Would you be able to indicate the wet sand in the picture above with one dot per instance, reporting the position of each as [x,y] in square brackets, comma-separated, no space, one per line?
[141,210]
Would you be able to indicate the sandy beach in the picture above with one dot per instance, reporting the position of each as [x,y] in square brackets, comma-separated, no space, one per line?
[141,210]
==
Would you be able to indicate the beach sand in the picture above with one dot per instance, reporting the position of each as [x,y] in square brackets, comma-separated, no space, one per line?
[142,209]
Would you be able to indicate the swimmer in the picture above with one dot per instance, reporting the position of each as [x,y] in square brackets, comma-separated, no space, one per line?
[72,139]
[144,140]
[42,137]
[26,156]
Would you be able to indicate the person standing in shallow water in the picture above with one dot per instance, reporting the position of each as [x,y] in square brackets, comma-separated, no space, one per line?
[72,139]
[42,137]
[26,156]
* * *
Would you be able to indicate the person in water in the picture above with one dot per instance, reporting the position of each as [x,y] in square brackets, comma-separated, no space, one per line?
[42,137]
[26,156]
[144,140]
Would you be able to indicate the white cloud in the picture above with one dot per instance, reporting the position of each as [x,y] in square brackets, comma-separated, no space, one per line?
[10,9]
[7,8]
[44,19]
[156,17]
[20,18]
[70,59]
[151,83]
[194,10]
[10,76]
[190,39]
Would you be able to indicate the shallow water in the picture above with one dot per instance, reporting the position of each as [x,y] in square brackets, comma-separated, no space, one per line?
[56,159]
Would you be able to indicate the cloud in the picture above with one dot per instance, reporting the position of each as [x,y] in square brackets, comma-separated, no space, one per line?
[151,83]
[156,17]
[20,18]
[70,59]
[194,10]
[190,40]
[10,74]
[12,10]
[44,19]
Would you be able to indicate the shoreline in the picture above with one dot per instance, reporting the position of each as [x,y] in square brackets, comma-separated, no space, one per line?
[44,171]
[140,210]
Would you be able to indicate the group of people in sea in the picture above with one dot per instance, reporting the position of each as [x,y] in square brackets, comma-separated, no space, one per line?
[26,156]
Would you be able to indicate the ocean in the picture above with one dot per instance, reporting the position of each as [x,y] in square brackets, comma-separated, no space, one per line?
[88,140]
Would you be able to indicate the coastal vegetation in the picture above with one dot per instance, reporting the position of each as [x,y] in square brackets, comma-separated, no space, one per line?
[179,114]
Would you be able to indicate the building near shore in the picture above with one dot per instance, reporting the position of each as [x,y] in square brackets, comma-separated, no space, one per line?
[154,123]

* The task *
From the entries above, pull out every line containing the string "cloud" and copy each one in full. Letter case counts.

* Result for this task *
Would you be able to indicate the white cloud in the picture above with one dot per instance, reporting the position of each as [x,y] in square brackets, comma-separated, no space, one per line?
Would you be able to indicate the cloud in the picture above with one dot per instance, reporting the position of each as [x,y] in square brackets, comma-separated, no space, one per line?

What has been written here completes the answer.